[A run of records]
>>>>

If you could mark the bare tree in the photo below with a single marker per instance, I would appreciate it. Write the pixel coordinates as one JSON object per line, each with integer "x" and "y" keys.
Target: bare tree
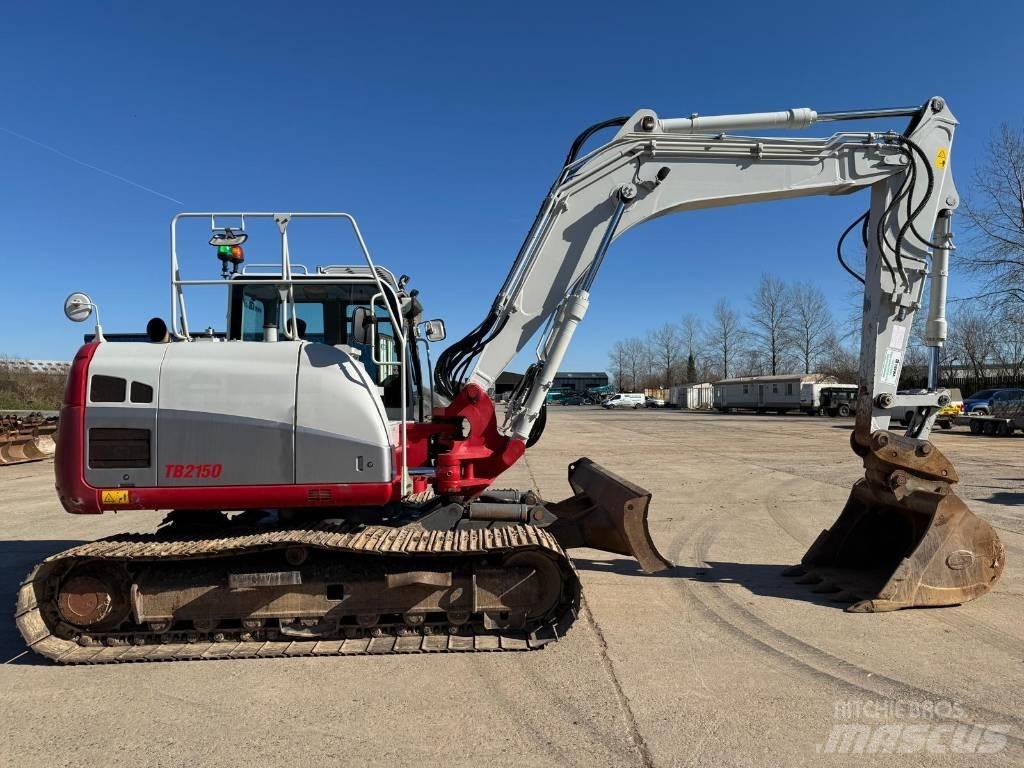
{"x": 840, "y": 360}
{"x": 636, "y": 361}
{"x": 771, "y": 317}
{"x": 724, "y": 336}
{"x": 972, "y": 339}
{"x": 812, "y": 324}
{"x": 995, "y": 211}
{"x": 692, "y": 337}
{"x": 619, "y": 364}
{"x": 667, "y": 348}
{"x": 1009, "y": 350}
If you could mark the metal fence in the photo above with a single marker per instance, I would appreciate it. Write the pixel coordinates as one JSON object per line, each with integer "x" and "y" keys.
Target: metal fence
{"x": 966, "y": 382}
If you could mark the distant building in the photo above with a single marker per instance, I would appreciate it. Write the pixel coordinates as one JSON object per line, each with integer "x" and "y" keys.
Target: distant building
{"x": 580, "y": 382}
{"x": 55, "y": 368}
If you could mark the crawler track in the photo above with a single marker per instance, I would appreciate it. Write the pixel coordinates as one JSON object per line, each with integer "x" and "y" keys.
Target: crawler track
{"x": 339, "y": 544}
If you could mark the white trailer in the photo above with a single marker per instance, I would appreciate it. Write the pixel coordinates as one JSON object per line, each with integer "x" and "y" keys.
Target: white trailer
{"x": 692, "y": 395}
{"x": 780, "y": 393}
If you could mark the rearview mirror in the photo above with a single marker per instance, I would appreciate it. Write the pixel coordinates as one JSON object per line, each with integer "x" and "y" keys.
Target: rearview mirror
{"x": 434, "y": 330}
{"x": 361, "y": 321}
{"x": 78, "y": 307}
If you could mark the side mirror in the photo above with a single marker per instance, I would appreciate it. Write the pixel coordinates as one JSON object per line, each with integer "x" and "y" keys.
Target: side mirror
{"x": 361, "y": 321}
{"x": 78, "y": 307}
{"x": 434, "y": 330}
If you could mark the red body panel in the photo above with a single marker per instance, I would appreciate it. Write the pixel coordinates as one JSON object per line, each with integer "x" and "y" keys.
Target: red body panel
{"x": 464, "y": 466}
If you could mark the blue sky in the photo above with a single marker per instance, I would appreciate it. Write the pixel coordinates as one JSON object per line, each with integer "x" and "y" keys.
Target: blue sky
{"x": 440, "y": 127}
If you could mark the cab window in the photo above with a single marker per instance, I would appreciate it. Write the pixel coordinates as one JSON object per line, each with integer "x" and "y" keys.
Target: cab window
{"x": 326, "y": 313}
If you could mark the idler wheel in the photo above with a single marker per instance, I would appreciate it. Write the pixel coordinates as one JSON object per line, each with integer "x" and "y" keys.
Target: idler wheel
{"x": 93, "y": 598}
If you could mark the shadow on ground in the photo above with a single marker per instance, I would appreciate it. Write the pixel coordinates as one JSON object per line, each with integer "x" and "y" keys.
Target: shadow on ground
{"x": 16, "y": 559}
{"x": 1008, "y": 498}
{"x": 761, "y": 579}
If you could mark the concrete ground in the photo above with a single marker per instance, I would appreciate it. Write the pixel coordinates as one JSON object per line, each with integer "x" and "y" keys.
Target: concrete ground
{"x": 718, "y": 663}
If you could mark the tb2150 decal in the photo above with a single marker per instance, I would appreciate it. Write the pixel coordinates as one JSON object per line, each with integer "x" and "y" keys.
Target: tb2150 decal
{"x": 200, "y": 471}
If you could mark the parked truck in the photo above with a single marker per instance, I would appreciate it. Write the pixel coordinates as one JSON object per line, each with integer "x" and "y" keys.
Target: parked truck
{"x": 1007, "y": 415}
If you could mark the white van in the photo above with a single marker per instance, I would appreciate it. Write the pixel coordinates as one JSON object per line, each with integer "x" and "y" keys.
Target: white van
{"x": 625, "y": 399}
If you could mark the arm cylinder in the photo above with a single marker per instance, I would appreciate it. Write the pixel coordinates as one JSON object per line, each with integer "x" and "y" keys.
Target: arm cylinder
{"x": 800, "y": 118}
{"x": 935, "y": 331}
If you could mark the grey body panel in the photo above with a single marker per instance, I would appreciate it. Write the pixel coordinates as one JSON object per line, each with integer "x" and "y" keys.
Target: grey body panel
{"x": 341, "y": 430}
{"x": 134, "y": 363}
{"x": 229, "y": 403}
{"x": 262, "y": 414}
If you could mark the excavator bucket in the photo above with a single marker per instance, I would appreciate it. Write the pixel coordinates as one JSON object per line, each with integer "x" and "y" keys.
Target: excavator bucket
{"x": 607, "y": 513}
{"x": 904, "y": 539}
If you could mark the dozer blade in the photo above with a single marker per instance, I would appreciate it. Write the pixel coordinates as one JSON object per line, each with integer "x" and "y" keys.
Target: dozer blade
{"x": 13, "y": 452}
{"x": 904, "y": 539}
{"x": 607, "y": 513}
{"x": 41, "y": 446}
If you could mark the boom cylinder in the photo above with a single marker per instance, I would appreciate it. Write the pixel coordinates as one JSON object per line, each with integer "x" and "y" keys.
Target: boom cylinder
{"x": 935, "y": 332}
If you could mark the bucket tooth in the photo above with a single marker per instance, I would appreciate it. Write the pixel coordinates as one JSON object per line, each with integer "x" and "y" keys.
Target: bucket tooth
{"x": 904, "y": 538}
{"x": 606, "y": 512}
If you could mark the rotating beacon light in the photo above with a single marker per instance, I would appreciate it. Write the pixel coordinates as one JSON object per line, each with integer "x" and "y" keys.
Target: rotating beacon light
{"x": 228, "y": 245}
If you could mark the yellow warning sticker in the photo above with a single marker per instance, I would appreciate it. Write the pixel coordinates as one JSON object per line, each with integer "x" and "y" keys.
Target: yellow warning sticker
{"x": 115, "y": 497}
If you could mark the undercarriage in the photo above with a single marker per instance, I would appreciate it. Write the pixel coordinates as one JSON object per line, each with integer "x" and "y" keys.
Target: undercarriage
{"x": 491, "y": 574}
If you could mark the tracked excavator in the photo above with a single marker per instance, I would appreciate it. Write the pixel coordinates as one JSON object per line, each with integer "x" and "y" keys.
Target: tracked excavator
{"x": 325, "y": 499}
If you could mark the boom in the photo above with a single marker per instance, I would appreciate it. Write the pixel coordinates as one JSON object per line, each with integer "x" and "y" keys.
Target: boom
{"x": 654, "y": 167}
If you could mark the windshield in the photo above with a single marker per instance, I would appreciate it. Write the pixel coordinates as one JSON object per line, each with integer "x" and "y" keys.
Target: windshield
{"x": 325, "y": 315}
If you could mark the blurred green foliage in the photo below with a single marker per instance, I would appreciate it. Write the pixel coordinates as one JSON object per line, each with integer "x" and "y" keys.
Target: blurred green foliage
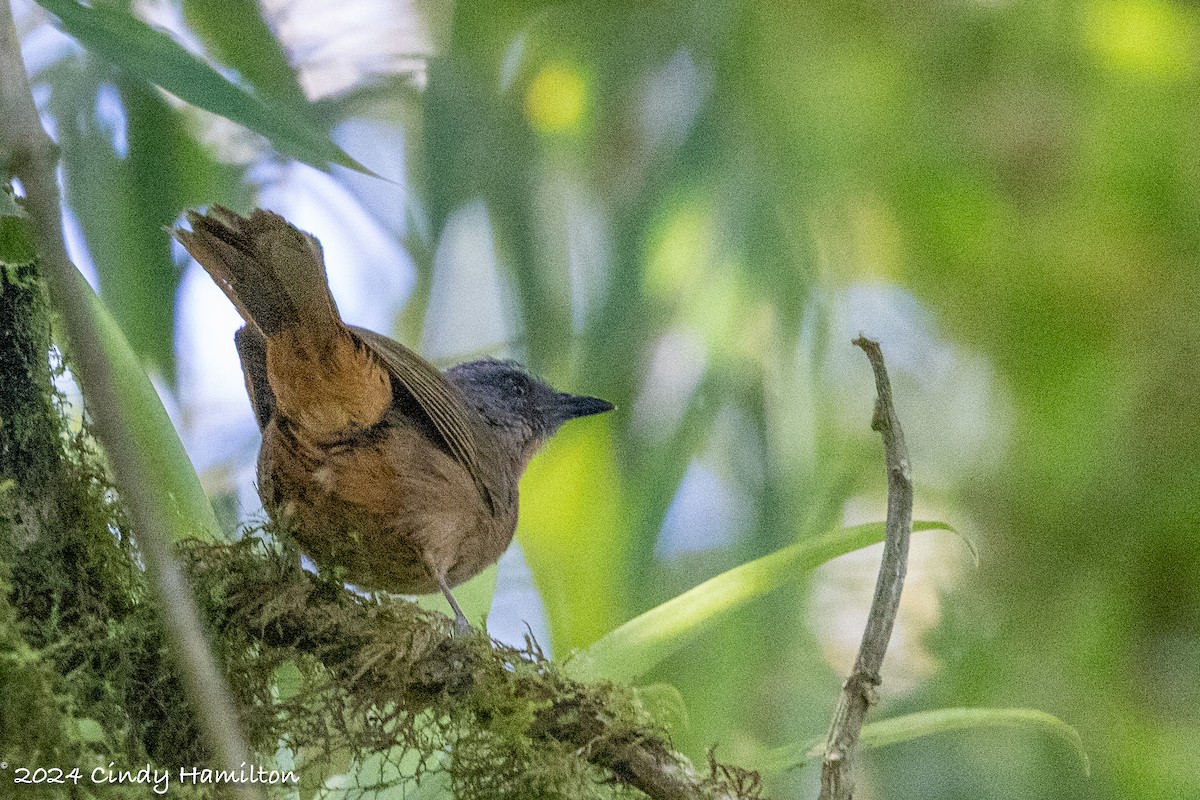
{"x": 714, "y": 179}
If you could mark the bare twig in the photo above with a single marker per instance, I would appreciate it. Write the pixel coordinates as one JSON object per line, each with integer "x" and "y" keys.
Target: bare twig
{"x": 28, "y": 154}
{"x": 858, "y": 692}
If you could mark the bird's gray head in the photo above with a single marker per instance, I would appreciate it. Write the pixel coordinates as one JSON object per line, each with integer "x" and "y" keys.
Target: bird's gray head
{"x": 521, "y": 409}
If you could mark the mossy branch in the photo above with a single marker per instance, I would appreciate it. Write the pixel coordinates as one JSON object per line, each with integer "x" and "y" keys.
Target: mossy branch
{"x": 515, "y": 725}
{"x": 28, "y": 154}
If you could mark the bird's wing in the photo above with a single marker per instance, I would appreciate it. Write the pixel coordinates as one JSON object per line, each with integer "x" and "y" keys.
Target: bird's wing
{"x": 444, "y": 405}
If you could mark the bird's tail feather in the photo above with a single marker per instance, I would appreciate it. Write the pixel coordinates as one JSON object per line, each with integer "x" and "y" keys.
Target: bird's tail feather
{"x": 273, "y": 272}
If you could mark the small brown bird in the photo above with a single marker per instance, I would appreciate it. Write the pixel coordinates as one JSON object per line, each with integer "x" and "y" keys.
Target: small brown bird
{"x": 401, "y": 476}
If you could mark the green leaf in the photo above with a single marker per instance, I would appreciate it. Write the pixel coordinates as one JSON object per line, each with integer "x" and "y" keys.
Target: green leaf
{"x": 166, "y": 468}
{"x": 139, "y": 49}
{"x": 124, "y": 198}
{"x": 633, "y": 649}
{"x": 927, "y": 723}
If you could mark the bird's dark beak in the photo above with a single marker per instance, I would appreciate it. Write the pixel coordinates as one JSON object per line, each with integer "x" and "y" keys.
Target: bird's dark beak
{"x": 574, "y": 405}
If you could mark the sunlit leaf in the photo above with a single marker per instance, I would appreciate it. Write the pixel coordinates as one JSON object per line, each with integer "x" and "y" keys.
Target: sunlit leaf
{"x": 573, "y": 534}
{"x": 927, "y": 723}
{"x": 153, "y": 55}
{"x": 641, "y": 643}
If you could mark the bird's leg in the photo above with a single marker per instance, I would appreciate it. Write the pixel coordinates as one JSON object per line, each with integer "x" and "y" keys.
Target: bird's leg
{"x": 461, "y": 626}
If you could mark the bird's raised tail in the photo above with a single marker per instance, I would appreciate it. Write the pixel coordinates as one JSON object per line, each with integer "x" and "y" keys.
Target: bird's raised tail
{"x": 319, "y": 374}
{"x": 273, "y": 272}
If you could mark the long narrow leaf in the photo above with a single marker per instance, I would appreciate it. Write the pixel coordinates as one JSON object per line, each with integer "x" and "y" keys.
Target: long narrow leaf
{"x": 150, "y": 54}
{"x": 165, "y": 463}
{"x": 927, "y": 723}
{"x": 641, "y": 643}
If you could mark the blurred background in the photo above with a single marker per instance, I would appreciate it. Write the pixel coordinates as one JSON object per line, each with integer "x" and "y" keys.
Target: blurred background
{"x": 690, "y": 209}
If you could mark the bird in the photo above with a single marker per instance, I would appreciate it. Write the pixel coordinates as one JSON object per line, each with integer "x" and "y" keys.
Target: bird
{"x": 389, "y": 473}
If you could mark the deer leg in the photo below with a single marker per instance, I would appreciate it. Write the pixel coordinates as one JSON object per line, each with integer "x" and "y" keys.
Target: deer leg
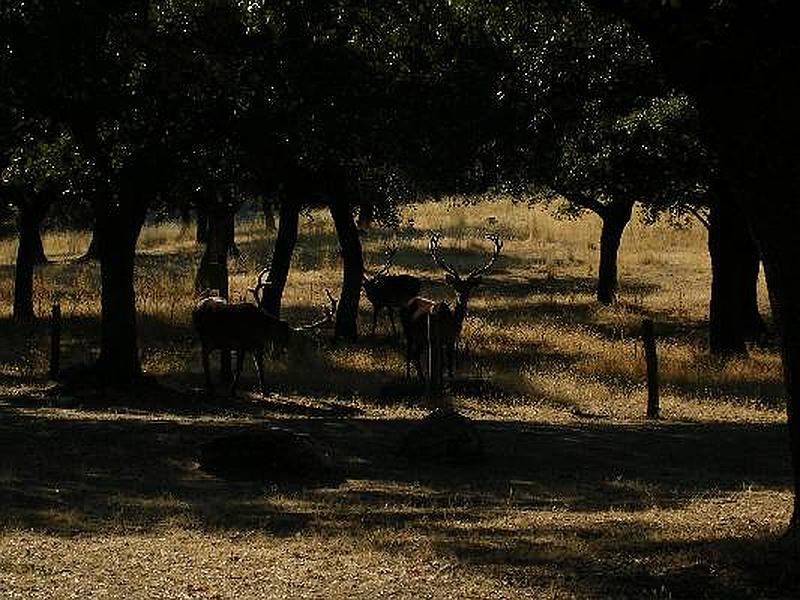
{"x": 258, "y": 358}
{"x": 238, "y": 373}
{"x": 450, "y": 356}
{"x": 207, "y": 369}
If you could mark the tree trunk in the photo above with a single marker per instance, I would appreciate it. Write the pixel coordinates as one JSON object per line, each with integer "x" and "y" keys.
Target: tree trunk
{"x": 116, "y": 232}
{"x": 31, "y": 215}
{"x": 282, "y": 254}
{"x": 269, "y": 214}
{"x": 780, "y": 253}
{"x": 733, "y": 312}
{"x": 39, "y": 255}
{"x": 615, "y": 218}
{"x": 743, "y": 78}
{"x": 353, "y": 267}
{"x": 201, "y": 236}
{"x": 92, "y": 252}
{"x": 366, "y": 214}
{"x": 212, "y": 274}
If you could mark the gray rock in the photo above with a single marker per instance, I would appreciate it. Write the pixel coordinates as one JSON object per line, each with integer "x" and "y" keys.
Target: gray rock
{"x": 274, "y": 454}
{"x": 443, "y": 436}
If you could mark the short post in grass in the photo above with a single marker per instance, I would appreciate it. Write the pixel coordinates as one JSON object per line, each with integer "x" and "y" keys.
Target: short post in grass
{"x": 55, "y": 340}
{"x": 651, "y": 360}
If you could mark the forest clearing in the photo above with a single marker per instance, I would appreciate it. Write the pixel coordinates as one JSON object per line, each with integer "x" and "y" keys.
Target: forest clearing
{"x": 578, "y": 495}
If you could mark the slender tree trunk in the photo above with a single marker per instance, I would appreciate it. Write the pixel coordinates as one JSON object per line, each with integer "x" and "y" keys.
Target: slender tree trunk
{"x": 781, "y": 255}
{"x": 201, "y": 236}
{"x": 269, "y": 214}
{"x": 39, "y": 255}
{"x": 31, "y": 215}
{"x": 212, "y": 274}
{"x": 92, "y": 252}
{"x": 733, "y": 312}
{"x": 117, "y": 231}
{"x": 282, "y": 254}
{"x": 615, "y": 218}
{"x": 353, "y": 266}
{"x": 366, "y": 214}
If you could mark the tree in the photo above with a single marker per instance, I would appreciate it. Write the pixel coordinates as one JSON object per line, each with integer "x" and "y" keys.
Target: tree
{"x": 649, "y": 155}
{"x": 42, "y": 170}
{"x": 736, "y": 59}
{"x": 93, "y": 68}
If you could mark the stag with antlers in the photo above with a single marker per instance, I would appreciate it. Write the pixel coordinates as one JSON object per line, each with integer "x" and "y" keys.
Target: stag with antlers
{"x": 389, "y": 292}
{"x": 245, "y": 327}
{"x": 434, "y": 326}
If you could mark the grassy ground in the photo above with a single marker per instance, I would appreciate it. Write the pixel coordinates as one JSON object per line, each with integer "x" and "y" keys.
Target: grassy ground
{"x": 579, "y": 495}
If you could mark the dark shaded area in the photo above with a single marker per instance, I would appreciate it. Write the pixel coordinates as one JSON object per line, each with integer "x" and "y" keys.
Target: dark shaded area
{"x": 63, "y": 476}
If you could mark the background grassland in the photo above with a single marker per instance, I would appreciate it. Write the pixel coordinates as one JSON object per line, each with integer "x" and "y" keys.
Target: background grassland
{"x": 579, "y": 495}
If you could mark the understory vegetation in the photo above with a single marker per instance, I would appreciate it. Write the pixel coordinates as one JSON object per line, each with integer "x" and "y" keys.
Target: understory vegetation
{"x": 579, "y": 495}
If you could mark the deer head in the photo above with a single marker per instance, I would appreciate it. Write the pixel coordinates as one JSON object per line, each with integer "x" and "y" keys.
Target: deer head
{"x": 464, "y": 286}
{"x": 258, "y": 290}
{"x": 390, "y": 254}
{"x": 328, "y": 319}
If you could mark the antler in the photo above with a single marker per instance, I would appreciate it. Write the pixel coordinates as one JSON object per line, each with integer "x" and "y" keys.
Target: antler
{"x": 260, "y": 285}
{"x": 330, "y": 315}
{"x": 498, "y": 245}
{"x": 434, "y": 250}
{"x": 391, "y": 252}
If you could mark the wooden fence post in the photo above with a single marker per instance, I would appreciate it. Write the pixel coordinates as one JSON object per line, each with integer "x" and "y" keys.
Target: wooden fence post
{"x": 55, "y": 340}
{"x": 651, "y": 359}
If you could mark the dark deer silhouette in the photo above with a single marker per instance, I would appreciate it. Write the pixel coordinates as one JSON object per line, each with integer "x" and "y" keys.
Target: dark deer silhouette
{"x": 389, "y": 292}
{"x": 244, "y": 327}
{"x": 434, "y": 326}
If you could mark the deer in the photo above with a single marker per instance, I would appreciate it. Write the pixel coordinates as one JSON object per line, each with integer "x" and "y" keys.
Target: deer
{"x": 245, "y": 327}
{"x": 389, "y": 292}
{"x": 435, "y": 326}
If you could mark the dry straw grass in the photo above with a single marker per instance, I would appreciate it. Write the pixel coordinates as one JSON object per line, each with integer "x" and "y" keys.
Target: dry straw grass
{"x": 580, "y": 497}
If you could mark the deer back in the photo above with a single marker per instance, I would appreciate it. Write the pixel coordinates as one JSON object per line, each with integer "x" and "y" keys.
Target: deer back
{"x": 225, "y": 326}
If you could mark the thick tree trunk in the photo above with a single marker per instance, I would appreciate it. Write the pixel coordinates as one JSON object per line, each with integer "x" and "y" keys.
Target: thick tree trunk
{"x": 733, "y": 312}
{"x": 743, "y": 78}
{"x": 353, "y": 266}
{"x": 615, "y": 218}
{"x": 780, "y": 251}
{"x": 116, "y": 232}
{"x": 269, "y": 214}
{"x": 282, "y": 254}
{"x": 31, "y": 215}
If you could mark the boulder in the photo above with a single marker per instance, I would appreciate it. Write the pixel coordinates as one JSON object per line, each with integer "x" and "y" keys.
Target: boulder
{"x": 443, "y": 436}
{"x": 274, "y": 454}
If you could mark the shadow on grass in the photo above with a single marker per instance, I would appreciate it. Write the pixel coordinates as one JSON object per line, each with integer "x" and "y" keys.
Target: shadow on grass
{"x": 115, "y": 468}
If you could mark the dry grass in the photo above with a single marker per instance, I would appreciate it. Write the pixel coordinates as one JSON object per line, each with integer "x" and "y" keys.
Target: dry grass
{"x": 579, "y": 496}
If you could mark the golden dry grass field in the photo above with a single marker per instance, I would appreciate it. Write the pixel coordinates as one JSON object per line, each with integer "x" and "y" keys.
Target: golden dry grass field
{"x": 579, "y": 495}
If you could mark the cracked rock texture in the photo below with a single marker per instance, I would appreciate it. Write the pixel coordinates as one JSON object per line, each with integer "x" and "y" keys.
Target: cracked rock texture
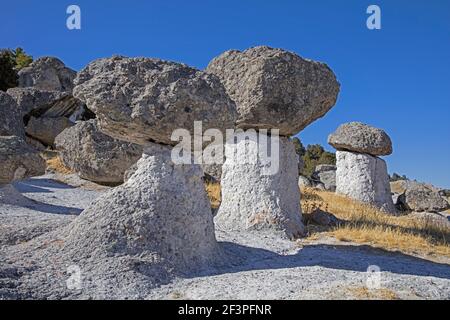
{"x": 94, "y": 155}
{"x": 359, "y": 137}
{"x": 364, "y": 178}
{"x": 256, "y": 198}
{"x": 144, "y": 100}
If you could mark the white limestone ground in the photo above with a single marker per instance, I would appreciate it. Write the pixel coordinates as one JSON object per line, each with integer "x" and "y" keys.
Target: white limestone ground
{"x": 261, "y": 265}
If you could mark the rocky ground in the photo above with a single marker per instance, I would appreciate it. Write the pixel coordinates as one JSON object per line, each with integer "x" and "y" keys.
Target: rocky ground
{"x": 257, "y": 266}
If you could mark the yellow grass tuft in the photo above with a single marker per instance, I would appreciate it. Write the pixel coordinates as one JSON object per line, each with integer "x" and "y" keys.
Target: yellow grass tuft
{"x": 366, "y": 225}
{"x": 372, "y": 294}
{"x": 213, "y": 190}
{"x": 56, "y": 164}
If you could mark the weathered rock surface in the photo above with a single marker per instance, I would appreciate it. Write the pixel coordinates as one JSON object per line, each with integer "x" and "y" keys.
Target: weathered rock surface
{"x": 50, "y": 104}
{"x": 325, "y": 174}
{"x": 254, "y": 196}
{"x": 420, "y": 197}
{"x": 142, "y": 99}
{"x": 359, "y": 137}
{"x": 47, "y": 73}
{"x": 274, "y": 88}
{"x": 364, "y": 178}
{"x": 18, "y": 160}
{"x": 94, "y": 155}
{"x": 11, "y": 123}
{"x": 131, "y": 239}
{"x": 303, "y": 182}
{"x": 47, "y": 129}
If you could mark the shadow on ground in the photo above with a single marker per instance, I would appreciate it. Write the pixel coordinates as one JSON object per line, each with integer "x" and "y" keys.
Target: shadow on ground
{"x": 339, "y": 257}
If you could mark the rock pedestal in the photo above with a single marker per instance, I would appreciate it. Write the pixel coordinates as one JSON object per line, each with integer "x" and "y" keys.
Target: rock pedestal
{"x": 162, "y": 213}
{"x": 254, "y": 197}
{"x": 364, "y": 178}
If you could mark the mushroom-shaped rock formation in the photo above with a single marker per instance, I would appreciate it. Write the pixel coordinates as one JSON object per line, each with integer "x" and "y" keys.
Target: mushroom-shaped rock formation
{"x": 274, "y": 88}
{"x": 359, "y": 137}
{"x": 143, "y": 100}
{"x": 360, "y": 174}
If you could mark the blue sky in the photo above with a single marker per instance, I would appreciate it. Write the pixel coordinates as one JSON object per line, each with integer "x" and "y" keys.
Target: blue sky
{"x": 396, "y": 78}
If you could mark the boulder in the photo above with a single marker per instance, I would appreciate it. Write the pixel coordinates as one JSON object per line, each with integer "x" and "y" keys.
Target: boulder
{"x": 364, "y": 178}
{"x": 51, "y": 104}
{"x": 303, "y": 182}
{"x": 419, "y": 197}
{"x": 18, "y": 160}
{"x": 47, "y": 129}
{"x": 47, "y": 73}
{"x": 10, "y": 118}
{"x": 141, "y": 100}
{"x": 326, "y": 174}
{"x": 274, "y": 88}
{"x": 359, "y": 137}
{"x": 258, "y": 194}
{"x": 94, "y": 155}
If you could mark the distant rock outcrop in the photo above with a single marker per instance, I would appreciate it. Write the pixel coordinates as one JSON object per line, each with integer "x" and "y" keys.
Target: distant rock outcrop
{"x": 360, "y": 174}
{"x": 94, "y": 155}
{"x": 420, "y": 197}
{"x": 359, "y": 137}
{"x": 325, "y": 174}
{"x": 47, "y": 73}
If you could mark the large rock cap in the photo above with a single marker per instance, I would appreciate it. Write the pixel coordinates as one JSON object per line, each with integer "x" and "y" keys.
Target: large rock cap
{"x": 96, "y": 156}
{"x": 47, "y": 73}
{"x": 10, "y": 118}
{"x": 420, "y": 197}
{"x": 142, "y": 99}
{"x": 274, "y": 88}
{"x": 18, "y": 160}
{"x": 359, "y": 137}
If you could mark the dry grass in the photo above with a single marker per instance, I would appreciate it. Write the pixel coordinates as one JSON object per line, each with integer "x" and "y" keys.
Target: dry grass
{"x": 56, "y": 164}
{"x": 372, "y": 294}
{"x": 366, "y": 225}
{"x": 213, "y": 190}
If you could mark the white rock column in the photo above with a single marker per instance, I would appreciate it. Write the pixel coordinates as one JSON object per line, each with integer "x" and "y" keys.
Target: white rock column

<<<<

Starting at the line that contains "If you could mark the white rock", write out every line to the end of the entries, exactly as given.

ANSWER FOR THE TASK
If you could mark the white rock column in the photo above with a single marker per instance, I would appreciate it. Write the pixel coordinates as one JSON object per line, each with integer "x" and "y" keys.
Target: white rock column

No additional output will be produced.